Source document:
• • • • •
As an aside, Data seems to have some insecurity issues too. See Peak Performance. Also, his "I am not less perfect than Lore" mantra. Seems to be a personality quirk in Soong androids... Anywho, Lore and Soong's argument was very well done, and frankly with Soong coming off as the wrong one. Not bad when you already have a reason to think Lore's a jerk. So with a bit more justification for his actions, we're not too surprised when he's goes crazy murderous again. And his ultimate plan, to get "fixed" via obtaining the emotion chip that, of course, Soong made for the perfect son and didn't even bother trying to make for him, makes perfect sense based on what we've seen.

On the other hand, the kids subplot was a bit... off. I don't mind it; it's nice to see the civilian side of the ship. And with a name like "Brothers", there is an attempt to link the two stories together. But how? Bev seems to provide the moral of the story by saying that brothers forgive each other. But how does that apply to Data and Lore? Lore started to seem more understandable over the course of the story, only to pull the ole' knocking out Data and taking his place trick again. Not to mention possibly hastening Soong's death by tossing him around like a rag doll. At this point, Lore is essentially unredeemable. Why should Data forgive him when he has shown no sign of remorse for his actions? Brothers may forgive, but it requires some reciprocity on the part of the aggressive brother. Sigh...
Tom - Sun, Apr 13, 2014 - 1:33pm (USA Central)
I agree with the rating. Masterful performance by Brent Spiner. Am I the only one who hadn't noticed that he played Soong?

The episode does leave a lot of questions unanswered. First, there's the question of Soong's call to Data. I have no problems imagining that a selfish old man would program a simple homing beacon without thinking about the consequences, but there should ideally have been some sort of reflection about the morality of doing that. Alright, that would probably require a double episode, so I can see why they left that out. It's probably also why we don't see them helping Soong at the end. They just left the old man injured in his home. No one would do that.
• • • • •
Exercise data:
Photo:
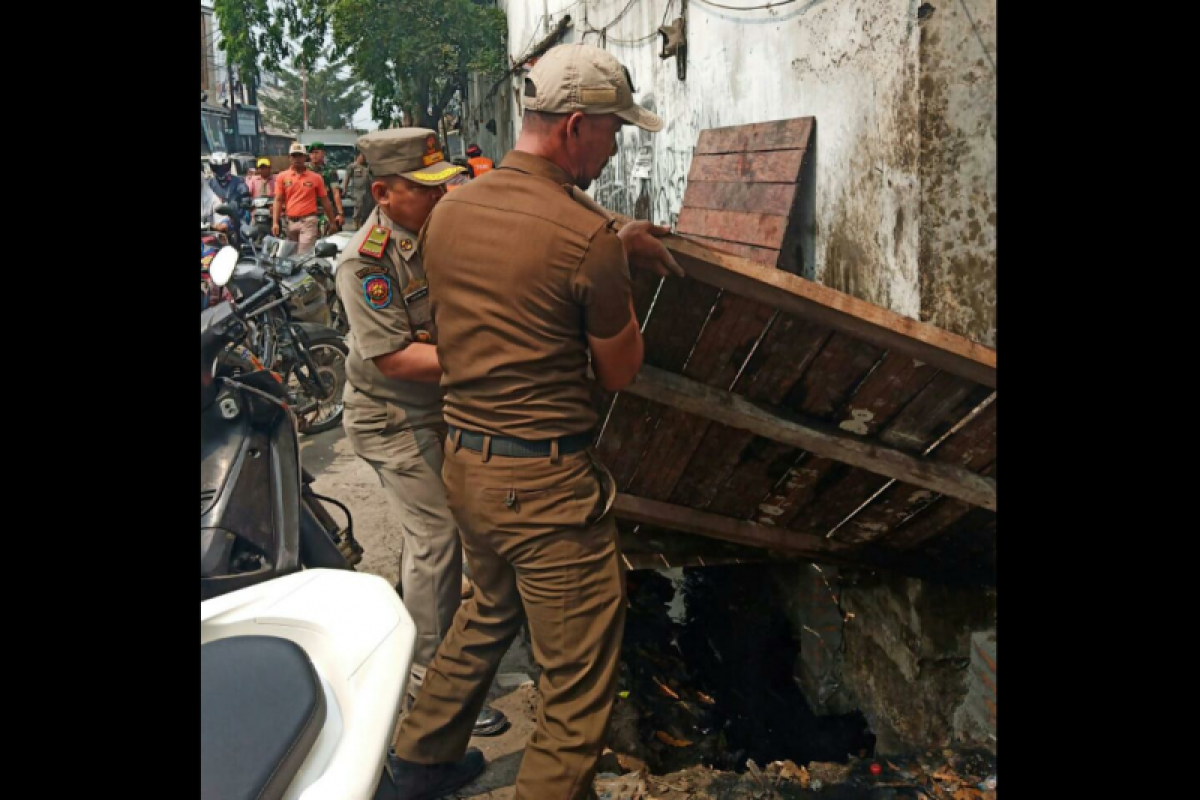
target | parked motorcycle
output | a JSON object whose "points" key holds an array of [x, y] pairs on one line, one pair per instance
• • • • •
Problems to solve:
a: Write out the stretch of the episode discussion from "Tom - Sun, Apr" through "he played Soong?".
b: In the episode discussion, whose performance does Tom describe as masterful?

Answers to the tasks:
a:
Tom - Sun, Apr 13, 2014 - 1:33pm (USA Central)
I agree with the rating. Masterful performance by Brent Spiner. Am I the only one who hadn't noticed that he played Soong?

b: Brent Spiner's.